Книга: Записки Обыкновенной Говорящей Лошади
Назад: Моя версия
Дальше: Не только о литературе…

Холодные сапожники…

В XIX веке и в начале XX литературные критики в России были почти так же известны, как писатели. Лет в десять-двенадцать я зачитывалась не только русскими классиками, но и Белинским, Добролюбовым, Писаревым. «Войну и мир» одолела чуть позже, правда, живу с ней до сих пор. А в начале 1930-х, еще не поступив на литфак в ИФЛИ, читала для собственного удовольствия критические статьи Луначарского, первого советского наркома просвещения; статьи Воронского, Петра Когана (он писал о западноевропейской литературе) и других литкритиков-марксистов, имен которых уже не помню. Знаю только, что большинство этих ученых погибли от рук чекистов в годы Большого террора.
Но и сами предреволюционные и послереволюционные политики в России были не чужды литературной критике начиная с Плеханова или Воровского. Особо надо вспомнить образованнейшего наркома иностранных дел Чичерина, который был не только блестящим пианистом и большим знатоком музыки, но и знатоком литературы. Знакомясь с его перепиской с Луначарским, просто диву даешься, как этот человек уже в 1920-х понял, что ленинская политика подчинения литературы партийным нуждам приведет к ее полной деградации. И еще, честно говоря, читая письма Чичерина, поражаешься «попятной» эволюции российской дипломатии – от Чичерина к Громыко и далее к… Захаровой!
В годы нэпа Есенина хвалил лично Троцкий, а патроном Пастернака считался Бухарин. Да и Ленин критиковал Маяковского именно как поэта.
Казалось даже, что лишь только вожди разберутся с неотложными делами, они примутся за литкритику… Этого, слава богу, не случилось.
Зато при Сталине литературная критика как таковая окончательно выродилась. Критики стали чем-то вроде погонщиков скота, которым власть доверила выбраковывать ненужные экземпляры.
Конечно, я формулирую грубо. Но, в сущности, при Сталине так и было… Некоторых представителей изящной словесности «выбраковывали», а некоторых поощряли хорошими «стойлами»-квартирами и отборными «кормами» из спецраспределителей.
И если при Брежневе и далее писатели и даже литкритики в СССР не перевелись, то только благодаря исконной талантливости российского народа.
Это преамбула. А за ней последует «оживляж», как говорили в мое время некоторые интеллигенты. Для «оживляжа» попробую изобразить портреты трех литкритиков.
Портрет номер 1. Литкритик говорит одно, делает другое.
Перед Великой Отечественной войной на литературном Олимпе появился влиятельный молодой литкритик Анатолий Тарасенков – компанейский малый, человек способный, в меру карьерист, с партбилетом в кармане и вдобавок с умной женой Машей Белкиной.
• • • • •
- Задания -
1. Перескажите в виде краткого списка абзац отрывка о литературной критике, начинающийся словами «Но и сами предреволюционные и послереволюционные политики», сохранив его главные факты.
2. Кого, согласно отрывку о литературной критике, в годы нэпа лично хвалил Троцкий?
Эти данные никак не связаны с отрывком.

- Набор данных -
• • • • •
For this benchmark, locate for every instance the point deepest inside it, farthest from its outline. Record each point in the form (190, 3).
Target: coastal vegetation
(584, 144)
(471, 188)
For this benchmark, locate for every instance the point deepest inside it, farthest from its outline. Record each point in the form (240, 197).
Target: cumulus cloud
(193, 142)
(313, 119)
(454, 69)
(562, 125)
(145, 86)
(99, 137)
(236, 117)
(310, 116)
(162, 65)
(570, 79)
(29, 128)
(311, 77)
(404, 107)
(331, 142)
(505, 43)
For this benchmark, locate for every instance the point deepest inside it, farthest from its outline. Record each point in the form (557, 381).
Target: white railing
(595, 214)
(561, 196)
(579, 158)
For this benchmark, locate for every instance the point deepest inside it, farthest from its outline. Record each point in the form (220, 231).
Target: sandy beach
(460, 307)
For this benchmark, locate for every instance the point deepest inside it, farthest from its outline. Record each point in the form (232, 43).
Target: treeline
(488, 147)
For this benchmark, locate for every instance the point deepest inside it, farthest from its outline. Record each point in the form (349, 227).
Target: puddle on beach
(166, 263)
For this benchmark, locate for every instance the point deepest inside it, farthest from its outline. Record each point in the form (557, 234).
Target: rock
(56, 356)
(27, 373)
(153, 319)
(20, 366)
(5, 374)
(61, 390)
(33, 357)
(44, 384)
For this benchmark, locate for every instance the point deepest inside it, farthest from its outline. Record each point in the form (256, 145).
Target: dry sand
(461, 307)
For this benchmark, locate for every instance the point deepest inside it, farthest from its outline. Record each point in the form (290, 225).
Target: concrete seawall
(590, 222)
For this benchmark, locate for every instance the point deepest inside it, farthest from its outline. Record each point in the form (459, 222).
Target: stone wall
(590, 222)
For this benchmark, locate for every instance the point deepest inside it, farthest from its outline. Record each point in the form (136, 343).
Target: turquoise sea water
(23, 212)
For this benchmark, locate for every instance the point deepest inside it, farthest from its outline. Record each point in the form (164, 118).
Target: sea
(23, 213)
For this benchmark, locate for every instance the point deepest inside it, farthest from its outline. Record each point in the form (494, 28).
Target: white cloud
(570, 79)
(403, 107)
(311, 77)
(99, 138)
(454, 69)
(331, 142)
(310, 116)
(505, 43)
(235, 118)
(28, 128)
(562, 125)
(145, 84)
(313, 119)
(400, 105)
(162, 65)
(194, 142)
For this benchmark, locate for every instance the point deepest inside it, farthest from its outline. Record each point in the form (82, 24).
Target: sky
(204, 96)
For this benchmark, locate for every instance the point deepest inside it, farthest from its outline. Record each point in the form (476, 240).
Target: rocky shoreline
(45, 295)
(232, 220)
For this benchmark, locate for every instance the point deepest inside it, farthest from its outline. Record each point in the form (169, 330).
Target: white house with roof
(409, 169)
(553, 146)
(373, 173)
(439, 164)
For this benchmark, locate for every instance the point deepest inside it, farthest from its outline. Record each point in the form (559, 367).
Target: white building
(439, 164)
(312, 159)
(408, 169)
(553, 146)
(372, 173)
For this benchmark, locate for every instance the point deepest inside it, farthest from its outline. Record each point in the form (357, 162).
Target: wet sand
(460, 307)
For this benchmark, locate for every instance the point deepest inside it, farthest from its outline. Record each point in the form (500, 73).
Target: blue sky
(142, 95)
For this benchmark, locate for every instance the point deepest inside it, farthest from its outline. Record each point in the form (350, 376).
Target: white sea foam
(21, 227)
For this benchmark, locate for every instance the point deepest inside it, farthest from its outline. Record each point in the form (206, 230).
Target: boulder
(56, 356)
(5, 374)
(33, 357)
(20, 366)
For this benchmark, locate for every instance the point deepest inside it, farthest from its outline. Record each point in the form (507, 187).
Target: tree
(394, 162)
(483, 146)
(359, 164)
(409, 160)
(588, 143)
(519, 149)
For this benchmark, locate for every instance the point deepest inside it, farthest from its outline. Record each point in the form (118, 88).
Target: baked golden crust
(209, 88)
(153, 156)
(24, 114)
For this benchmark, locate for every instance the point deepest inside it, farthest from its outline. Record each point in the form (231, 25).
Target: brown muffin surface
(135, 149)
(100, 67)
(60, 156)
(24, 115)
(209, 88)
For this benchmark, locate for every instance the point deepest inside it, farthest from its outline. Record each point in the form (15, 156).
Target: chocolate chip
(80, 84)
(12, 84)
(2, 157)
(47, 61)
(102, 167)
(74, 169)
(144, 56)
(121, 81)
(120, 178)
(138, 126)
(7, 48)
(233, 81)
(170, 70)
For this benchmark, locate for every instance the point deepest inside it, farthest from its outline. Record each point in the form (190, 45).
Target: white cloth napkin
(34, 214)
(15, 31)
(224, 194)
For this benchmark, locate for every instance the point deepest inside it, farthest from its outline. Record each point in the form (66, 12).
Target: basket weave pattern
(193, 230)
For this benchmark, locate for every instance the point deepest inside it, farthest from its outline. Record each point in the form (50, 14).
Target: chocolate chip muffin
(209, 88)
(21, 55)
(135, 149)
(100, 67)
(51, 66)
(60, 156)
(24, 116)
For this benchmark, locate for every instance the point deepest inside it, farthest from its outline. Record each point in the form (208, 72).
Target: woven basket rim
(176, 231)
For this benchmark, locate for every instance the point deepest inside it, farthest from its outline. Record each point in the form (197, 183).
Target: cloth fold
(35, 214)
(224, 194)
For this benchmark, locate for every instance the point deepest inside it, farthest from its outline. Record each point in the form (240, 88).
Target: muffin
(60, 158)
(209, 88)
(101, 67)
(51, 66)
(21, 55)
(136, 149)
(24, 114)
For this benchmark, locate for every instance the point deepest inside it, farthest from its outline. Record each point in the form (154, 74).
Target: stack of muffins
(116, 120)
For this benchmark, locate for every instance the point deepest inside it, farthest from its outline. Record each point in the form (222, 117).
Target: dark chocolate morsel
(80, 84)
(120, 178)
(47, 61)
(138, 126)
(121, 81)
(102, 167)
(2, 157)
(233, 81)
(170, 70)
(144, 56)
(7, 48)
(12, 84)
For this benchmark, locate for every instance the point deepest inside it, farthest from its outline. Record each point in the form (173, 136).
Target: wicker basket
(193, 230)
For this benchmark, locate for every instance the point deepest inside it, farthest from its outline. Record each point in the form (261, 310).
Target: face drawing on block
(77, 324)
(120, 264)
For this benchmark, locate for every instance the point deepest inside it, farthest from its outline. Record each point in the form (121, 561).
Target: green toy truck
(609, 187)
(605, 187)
• • • • •
- Ответы к заданиям -
1.
- Политики в России до и после революции занимались литературной критикой, начиная с Плеханова и Воровского.
- Нарком иностранных дел Чичерин был блестящим пианистом, большим знатоком музыки и знатоком литературы.
- Из его переписки с Луначарским видно, что уже в 1920-х он понял: ленинская политика подчинения литературы партийным нуждам приведет к ее полной деградации.
- Письма Чичерина поражают «попятной» эволюцией российской дипломатии: от Чичерина к Громыко и далее к Захаровой.

2. В годы нэпа Троцкий лично хвалил Есенина.